**Excerpted passage**
— BEGIN —
Updated by duerst (Martin Dürst) almost 2 years ago

dsferreira (Daniel Ferreira) wrote:

Can we discuss here what are the rules that would allow the transition path solution to be accepted?

Koichi has given a challenge, most probably because he thinks it's very difficult if not impossible. Koichi only wrote "we can consider again".

So there are no "rules" that symbols and strings will be collapsed when certain well-defined conditions are met. In the end, the only rule is that Matz will have to decide.

Anyway, to me this looks similar to somebody coming e.g. from JavaScript or JSON and asking when Integers and Floats will be merged. JavaScript and JSON don't distinguish Integers and Floats (although some JavaScript implementations try to make the distinction under the hood for efficiency). JavaScript and JSON also don't distinguish between Symbols and Strings.

Teaching programming, and looking back at my own experience, I know that many people have difficulties at first to distinguish Integers and Floats (or whatever that's called in a different language). However, it's not too difficult to get the distinction after a little bit of time. That's the same for Symbols and Strings.

However, Ruby distinguishes Integers and Floats, and it distinguishes Symbols and Strings. While the former distinction is more popular among programming languages, the later distinction is available in quite a few, too, and came from Lisp, on of the oldest high-level programming languages.

And just in case somebody cares, I have a library where the distinction between Symbol and String is crucial (and easy to understand). So I'm not supporting such a change, even if the general transition issues could be handled.

Updated by duerst (Martin Dürst) almost 2 years ago

jeremyevans0 (Jeremy Evans) wrote:

If you need to have symbols anyway, then the only reason to use the symbol syntax for strings is to save a single character. In which case it would be better to introduce a new terser form of string literal.

On top of that: On many if not most keyboards, "'" can be typed without the shift key, but ":" needs a shift key. Thus while symbol: is shorter, 'string' shouldn't take more effort to type.

Updated by dsferreira (Daniel Ferreira) almost 2 years ago

jeremyevans0 (Jeremy Evans) wrote:

If you look at ruby code in the wild, is_a?(Symbol) seems even more common than case Symbol, and sometimes in places where symbol behavior differs from string behavior by design.

If the transition path to be accepted must allow the current code to raise a warning for the situation where the Symbol is not anymore a Symbol but a String and we allow foo to contain encapsulated the information of the syntax used to define it then we can easily update String#is_a? method to raise the warning for such cases.

Updated by dsferreira (Daniel Ferreira) almost 2 years ago

jeremyevans0 (Jeremy Evans) wrote:

To say strings and symbols are ambiguous is to imply that it is not possible to differentiate the two.

Ambiguity definition: "doubtfulness or uncertainty of meaning or intention: to speak with ambiguity; an ambiguity of manner."
— END —
**Rows**
— BEGIN —
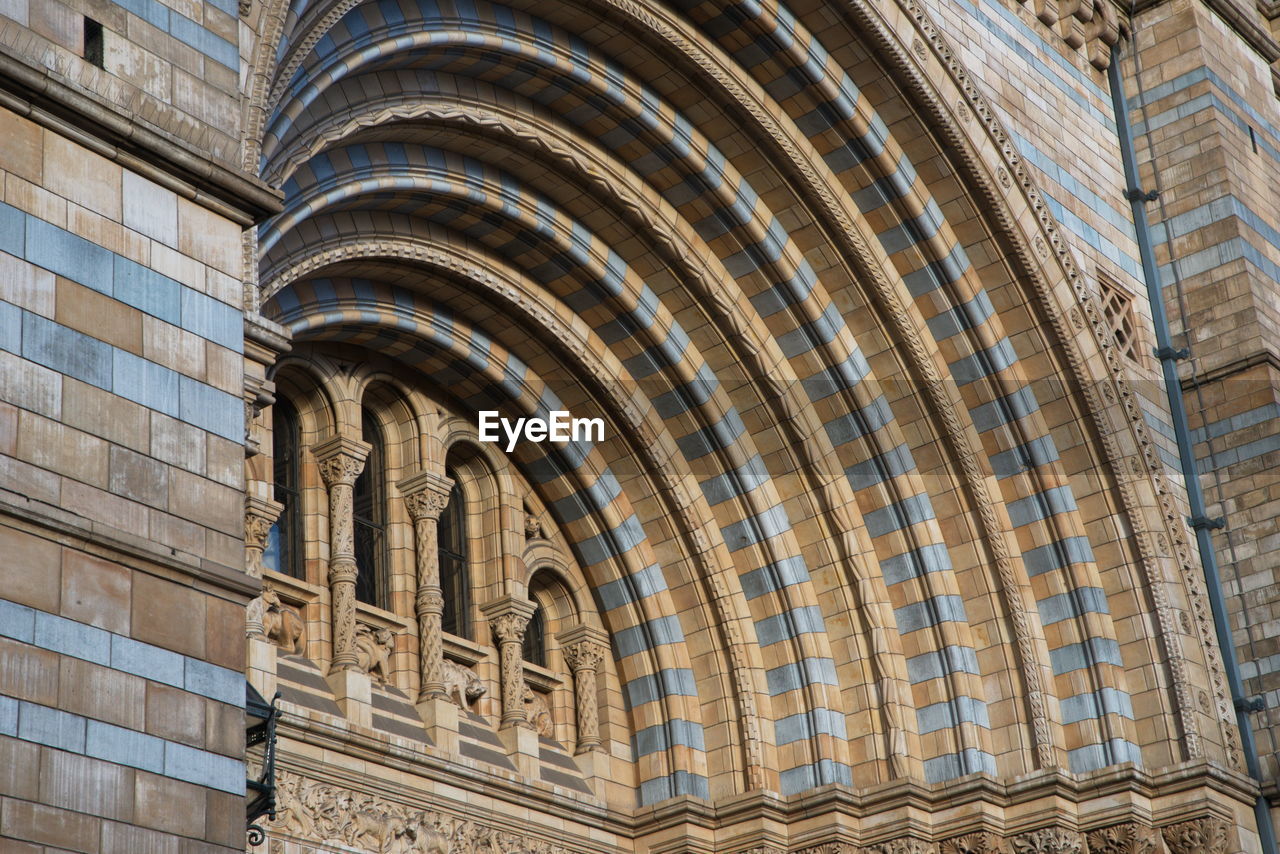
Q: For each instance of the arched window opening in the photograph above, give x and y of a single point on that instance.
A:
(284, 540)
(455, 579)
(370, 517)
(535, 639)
— END —
— BEGIN —
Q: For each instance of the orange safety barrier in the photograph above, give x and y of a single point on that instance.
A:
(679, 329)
— END —
**Your objective**
List every person mentioned by name in the forum thread excerpt on Ruby symbols and strings, each once, using the names as they appear. The data shown above is separate material, unrelated to the forum thread excerpt.

**Response to this exercise**
- Martin Dürst
- Daniel Ferreira
- Koichi
- Matz
- Jeremy Evans